**INSTRUCTIONS TO FOLLOW**: Rename "grounding model" to "detection model" everywhere in the data below and change nothing else. Leave the pictures out.

**SUPPLIED MATERIAL**:

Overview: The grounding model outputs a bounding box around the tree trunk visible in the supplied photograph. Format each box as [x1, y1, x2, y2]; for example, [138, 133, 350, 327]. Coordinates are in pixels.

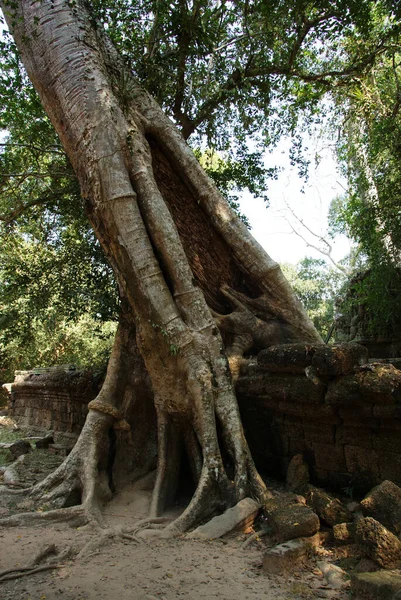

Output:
[0, 0, 320, 531]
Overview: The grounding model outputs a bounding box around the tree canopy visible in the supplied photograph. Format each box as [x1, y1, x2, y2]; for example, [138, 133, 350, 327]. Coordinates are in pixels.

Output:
[0, 0, 400, 378]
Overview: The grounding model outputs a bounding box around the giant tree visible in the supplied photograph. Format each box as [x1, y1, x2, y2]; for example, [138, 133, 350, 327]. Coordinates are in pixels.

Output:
[1, 0, 394, 531]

**SOLUTION TO THE PROBLEM**:
Overview: The detection model outputs a bounding box around the tree trunk visible in the supplied photograph. Format each box as [x1, y1, x2, y2]; for example, [138, 133, 350, 327]. Coordinates are in pixels.


Output:
[0, 0, 320, 531]
Overview: The detection model outputs a bounding box around the tree canopy visible in the supplied photograph. Format each box as [x1, y1, x2, y2]; for example, [138, 133, 350, 327]. Coordinates are in pixels.

Output:
[0, 0, 400, 378]
Overview: The detection model outputs a bounding box around the giant tree visible in the supplied photograph. Format each box as [x1, y1, x2, y2]; for example, [138, 133, 350, 327]. Coordinates are in pixels.

Output:
[1, 0, 394, 531]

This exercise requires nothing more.